### [Data extracts]
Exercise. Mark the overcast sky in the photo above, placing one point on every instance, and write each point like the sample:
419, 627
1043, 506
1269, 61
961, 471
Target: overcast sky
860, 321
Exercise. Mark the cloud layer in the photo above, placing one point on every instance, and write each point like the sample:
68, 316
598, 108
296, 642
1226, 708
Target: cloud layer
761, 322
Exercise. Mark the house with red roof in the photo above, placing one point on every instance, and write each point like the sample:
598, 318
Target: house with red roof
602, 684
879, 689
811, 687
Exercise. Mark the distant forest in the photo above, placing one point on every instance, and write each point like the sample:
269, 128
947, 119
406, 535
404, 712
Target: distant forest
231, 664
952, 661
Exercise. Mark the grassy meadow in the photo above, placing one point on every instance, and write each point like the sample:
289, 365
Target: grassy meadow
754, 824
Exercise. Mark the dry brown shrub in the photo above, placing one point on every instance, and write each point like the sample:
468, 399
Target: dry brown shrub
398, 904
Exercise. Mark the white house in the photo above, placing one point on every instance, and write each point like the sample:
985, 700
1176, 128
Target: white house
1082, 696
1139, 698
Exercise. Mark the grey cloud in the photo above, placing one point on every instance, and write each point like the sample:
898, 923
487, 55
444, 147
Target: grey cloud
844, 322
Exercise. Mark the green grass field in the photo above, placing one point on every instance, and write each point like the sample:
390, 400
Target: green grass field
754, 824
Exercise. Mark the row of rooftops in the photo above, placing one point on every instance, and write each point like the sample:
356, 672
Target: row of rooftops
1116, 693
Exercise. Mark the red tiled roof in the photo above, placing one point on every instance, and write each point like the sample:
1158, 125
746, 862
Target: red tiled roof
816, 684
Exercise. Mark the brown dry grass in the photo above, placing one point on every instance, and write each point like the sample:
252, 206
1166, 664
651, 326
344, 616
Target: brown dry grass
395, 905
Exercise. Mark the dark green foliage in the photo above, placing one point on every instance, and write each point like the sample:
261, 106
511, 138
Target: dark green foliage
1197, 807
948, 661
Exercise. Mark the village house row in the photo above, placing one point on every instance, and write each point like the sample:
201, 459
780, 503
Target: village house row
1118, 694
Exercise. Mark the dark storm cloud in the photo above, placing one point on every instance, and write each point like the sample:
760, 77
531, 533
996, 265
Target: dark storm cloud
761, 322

### [Exercise aim]
Could you retype the whole listing above without altering a word?

### [Answer section]
Exercise. Mark the overcast sky in the photo above, placing one point on every instance, and write each point like the sample:
419, 627
1043, 506
1269, 61
961, 471
Target: overcast sky
860, 321
Exercise. Mark the cloud layer in the photo above, placing one point on every instance, and write each point like the sample:
68, 316
598, 108
296, 642
1226, 708
Target: cloud layer
761, 322
Exercise. Mark the house with red roof in the photo above, placing one point on every instance, and write each point like the sample:
598, 318
Target: house with red roof
602, 684
879, 689
811, 687
Exercise. Mark the distant forest in the photo above, placing one point on every instance, and write each point like the sample:
269, 128
947, 119
406, 535
404, 712
Target: distant forest
231, 664
952, 661
Exercise. Mark the grassy meadow in the photo above, placing one point on every instance, and write each point like the sample:
289, 365
Target: grassy meadow
754, 824
Exercise. Mark the dry brown shrub in the photo above, placing one point on every instance, and write each point like the sample:
468, 399
Target: dry brown shrub
398, 904
Exercise. Mark the white house in the photo above, placing one point on every instance, and write each point like the sample:
985, 700
1176, 128
Target: white house
1082, 696
1139, 698
Exercise. Mark the grey cloud in the photo above, placing one point on every instance, and write each point like the sample:
898, 923
487, 55
444, 147
Target: grey cloud
844, 322
Exercise. Mark the green grass field in the photo above, placing one point on every instance, and write each point like the sample:
390, 400
Target: green grass field
754, 824
Exercise. Mark the row of rooftops in the photo above, placing one point on every instance, and write each point like the sample:
356, 672
Target: row of rooftops
1116, 693
Exercise. Mark the red tiled roof in the photo above, placing one point on every instance, and write each point like the sample:
1158, 125
746, 862
Target: red tiled roof
816, 684
Exercise. Mark the brown dry grass in the photo above, placing one point on every instance, and write each point like the sample:
252, 206
1166, 664
651, 326
344, 616
Target: brown dry grass
395, 905
Exercise. Mark the dark green foliage in the photo above, placing one point on every instance, and write each point like the sample:
261, 106
511, 138
Target: dark green foliage
1197, 807
948, 661
Exercise. Mark the village house row in the photo above, placing one point on every instance, and write each point like the sample:
201, 459
780, 503
Target: village house row
1118, 694
Exercise. Mark the dark storm cloud in the photo above, placing one point on every instance, and write each point like the sample:
760, 77
531, 533
996, 265
Target: dark storm cloud
761, 322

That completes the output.